__TASK DESCRIPTION__.
Look through the listing below and count the lines holding "grass". Reply with the number alone.

━━ EXERCISE INPUTS ━━

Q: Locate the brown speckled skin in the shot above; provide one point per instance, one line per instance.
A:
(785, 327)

━━━
━━ EXERCISE INPUTS ━━

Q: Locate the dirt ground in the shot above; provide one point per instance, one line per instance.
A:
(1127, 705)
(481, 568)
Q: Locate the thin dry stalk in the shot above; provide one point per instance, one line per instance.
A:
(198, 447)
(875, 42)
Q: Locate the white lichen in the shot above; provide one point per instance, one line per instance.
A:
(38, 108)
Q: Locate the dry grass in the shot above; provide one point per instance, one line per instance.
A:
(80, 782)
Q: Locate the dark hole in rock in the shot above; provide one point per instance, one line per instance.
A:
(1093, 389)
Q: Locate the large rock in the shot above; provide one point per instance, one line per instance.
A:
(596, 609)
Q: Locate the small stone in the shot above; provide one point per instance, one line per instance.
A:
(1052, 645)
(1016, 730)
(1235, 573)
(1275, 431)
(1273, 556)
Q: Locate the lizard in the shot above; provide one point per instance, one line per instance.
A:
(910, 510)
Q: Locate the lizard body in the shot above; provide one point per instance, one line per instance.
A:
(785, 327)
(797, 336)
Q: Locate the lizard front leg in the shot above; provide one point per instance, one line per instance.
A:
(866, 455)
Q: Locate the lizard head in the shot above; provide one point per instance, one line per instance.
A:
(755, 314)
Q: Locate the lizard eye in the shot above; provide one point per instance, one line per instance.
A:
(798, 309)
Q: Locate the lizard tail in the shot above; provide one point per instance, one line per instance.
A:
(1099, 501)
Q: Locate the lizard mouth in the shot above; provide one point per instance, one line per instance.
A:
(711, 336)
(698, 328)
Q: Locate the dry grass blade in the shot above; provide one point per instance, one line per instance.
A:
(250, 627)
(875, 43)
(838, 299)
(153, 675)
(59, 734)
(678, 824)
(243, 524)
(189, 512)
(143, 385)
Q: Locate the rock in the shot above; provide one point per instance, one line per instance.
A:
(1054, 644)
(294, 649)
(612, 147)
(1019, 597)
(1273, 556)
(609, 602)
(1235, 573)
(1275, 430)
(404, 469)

━━━

__PROBLEM SOLUTION__.
2